- _TASKS TO COMPLETE_:
#1 Translate this sentence from the post about Alicia into Spanish: "This is no credit to us."
#2 In the post about Alicia, what is the best description of faith the writer says he has ever heard?
#3 In the post about Alicia, substitute "weathering" for "enduring" and give the passage from "Our baby Alicia" to "in the hospital.".

Our baby Alicia is 10 months old today. 10 months! That's over 3/4 of a year. Amazing. And for the past six months, we've been enjoying, celebrating, at times enduring the life we saw by faith during those first few trying months in the hospital.
I think more than anything this experience with Alicia has deepened Linda and my faith, and shown us what it truly means to live a life of faith. I think the best description I've ever heard of faith is seeing something in the future as if it had already happened. In other words, having a memory of something that has yet to happen. And that truly was what Linda and I experienced during the first third of Alicia's young life.
During our residency in the hospital, though the prognosis was often otherwise, Linda and I would see glimpses in our minds of the day when we would hold Alicia, hear her cry, see her smile, play with her. Things that we now do on a daily basis. This is no credit to us. I know that we were purely thriving on God's grace and the prayers of all you saints.
Prior to becoming a father, I would often hear people tell me that once you become a parent, you get truly a deeper grasp of the Heavenly Father's love for us. And I think I've always accepted this to be true cognitively, but it's not until these last 10 months, that I've truly begun to understand in my heart just how true this statement is.
A few examples. I don't know whether it's because we've got a kid in the house and they tend to carry germs more easily, but I've had several minor colds in the past few months. Prior to Alicia I'd get sick maybe at most once a year, now in the past 10 months, I think I've caught about 3 colds. During the previous cold, Alicia had also been sick. And that was misery for her and for us too. Because of her sore throat, it hurt for her to eat. And so though she was hungry, she would turn her head away, cry and flail her arms in an attempt to keep the bottle away from her. Poor girl. Thankfully, with some medicine she was feeling better within a few days, just in time for a couple of her teeth to start popping in. Causing a whole new round of hunger coupled with refusal to eat. But I digress.

- _DATA UNDER STUDY_:
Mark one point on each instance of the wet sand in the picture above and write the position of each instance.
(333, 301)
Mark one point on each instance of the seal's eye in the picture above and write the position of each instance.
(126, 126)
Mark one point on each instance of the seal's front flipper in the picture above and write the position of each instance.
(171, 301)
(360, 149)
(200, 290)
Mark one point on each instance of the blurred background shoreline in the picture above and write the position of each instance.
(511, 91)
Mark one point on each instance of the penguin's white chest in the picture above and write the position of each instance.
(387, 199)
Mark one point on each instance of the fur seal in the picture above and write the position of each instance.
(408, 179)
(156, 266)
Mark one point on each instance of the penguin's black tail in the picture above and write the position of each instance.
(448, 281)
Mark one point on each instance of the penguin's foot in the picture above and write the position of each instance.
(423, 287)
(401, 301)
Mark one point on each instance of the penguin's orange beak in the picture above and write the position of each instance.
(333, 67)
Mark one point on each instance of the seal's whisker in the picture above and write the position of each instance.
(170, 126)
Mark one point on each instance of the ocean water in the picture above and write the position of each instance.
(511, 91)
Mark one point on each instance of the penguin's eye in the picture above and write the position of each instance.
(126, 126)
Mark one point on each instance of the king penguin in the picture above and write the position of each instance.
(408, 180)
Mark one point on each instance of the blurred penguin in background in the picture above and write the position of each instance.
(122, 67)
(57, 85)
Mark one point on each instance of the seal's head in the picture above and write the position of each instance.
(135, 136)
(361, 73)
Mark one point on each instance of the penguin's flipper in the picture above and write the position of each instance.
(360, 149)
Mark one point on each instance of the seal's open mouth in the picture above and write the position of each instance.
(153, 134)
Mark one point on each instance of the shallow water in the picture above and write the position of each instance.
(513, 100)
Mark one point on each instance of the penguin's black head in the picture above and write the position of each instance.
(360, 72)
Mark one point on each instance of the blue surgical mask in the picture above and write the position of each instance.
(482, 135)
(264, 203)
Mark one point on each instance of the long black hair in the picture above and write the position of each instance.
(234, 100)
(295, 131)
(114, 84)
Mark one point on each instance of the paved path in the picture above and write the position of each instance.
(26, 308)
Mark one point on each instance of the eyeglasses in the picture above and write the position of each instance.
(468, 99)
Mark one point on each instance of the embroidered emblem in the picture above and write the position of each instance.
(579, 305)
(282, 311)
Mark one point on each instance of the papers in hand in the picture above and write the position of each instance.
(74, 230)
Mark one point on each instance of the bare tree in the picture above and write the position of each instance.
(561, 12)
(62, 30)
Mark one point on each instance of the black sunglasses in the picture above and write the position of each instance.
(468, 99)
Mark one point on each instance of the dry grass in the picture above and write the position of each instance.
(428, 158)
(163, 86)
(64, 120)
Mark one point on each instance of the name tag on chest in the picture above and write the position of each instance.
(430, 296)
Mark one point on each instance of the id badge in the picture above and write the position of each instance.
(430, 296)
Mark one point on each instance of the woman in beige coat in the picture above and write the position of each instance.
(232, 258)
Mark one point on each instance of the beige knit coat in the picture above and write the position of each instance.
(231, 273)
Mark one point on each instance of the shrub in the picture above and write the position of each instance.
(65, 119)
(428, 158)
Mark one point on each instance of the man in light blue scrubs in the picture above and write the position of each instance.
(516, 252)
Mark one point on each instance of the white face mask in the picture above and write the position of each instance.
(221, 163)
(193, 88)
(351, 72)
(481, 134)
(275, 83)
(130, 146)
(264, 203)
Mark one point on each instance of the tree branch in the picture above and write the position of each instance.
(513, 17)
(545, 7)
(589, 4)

- _EXPECTED OUTPUTS_:
#1 Esto no es mérito nuestro.

#2 Seeing something in the future as if it had already happened.

#3
Our baby Alicia is 10 months old today. 10 months! That's over 3/4 of a year. Amazing. And for the past six months, we've been enjoying, celebrating, at times weathering the life we saw by faith during those first few trying months in the hospital.